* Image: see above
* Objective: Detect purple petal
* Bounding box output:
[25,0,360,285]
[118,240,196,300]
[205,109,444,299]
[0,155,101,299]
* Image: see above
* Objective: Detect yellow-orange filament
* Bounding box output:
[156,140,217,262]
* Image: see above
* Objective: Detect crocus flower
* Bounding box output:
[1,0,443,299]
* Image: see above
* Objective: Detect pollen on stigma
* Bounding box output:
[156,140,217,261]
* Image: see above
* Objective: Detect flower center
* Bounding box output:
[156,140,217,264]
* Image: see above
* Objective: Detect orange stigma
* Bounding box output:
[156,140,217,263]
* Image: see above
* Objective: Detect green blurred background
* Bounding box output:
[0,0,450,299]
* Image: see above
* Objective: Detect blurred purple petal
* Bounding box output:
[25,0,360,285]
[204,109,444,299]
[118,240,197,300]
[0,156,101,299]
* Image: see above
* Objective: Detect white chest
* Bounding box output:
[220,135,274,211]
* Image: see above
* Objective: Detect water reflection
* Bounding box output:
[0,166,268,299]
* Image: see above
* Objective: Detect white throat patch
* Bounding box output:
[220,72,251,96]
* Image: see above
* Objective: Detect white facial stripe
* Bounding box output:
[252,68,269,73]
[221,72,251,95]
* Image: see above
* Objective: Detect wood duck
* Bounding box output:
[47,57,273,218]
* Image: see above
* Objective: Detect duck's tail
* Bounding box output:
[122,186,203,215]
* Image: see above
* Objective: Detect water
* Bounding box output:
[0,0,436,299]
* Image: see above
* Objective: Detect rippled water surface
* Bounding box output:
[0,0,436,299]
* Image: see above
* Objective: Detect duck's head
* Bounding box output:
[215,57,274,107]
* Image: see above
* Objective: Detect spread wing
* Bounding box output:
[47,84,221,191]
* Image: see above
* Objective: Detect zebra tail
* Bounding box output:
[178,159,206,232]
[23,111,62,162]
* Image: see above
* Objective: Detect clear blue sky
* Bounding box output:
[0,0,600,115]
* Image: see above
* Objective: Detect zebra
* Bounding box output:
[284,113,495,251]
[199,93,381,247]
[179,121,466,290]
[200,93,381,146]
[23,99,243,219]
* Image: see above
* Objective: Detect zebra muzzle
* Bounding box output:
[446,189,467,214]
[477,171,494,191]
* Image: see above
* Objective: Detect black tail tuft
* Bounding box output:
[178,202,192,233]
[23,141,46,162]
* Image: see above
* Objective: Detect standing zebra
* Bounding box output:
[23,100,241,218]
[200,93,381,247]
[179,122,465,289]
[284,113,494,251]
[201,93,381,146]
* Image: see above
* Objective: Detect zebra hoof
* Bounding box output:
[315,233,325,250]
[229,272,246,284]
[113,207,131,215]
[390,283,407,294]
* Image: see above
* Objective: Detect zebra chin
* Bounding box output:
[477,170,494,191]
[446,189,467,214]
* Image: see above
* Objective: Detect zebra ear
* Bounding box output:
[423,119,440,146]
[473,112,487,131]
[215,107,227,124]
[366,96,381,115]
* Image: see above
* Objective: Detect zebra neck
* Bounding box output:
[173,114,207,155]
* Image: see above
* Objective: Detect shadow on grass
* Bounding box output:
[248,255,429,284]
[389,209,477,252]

──────────

#### Instruction
Retype every entry above, word for word.

#### The solution
* Image: see above
* Objective: Detect purple petal
* Bounding box output:
[25,0,360,285]
[118,240,196,300]
[205,109,444,299]
[0,155,101,299]
* Image: see above
* Objective: Detect yellow-orange filament
* Bounding box output:
[156,140,217,262]
* Image: see above
* Objective: Detect crocus flower
* Bounding box output:
[1,0,443,299]
* Image: see above
* Objective: Detect pollen on stigma
* Bounding box output:
[156,140,217,261]
* Image: see above
* Objective: Detect flower center
* Bounding box output:
[156,140,217,264]
* Image: see above
* Objective: Detect orange stigma
* Bounding box output:
[156,140,217,263]
* Image: see above
* Objective: Detect green blurred background
* Bounding box output:
[0,0,450,299]
* Image: see above
* Objective: Detect blurred purple petal
* Bounding box output:
[25,0,360,285]
[204,109,444,299]
[118,240,197,300]
[0,156,101,299]
* Image: see above
* Objective: Detect white chest
* Bounding box output:
[220,135,274,211]
* Image: see above
* Objective: Detect water reflection
* Bounding box output:
[0,166,268,299]
* Image: see above
* Objective: Detect white throat patch
* Bounding box output:
[220,72,251,96]
* Image: see above
* Objective: Detect white facial stripe
* Bounding box output:
[252,68,269,73]
[221,72,251,95]
* Image: see above
* Objective: Detect wood duck
* Bounding box output:
[47,57,273,218]
* Image: see above
* Objective: Detect duck's tail
* Bounding box output:
[122,186,203,215]
* Image: see above
* Objective: Detect water
* Bounding box output:
[0,0,436,299]
* Image: see above
* Objective: Detect rippled water surface
* Bounding box output:
[0,0,436,299]
* Image: see above
* Objective: Detect duck's head
* Bounding box output:
[215,57,274,107]
* Image: see above
* Objective: Detect spread wing
* Bounding box output:
[47,84,221,191]
* Image: see above
* Objective: Detect zebra tail
* Bounding box output:
[178,159,206,232]
[23,111,62,162]
* Image: see above
* Objective: Detect clear blue sky
* Bounding box output:
[0,0,600,115]
* Image: see above
* Objective: Detect zebra
* Bounding box output:
[284,113,495,251]
[199,93,381,247]
[179,121,466,290]
[200,93,381,146]
[23,99,243,219]
* Image: see above
* Objective: Detect zebra muzzle
* Bounding box output:
[446,189,467,214]
[477,171,494,191]
* Image: see above
* Objective: Detect black tail tuft
* Bounding box output:
[178,202,192,233]
[23,141,46,162]
* Image: see above
* Objective: Detect standing zebra
* Bounding box output:
[23,100,241,218]
[200,93,381,247]
[179,122,465,289]
[284,113,494,251]
[201,93,381,146]
* Image: see above
* Objective: Detect zebra hoof
* Bounding box output:
[315,233,325,250]
[229,272,246,284]
[113,207,131,215]
[390,283,407,294]
* Image: see above
* Objective: Detect zebra chin
* Bounding box output:
[477,170,494,191]
[446,189,467,214]
* Image: see above
* Objective: Detect zebra ear
* Bounding box output:
[423,119,440,146]
[473,112,487,131]
[215,107,227,124]
[366,96,381,115]
* Image: see above
* Objective: Detect zebra neck
* Bounding box output:
[173,114,207,155]
* Image: see above
* Objective: Detect shadow on grass
* Bounding box output:
[248,255,429,284]
[389,209,477,252]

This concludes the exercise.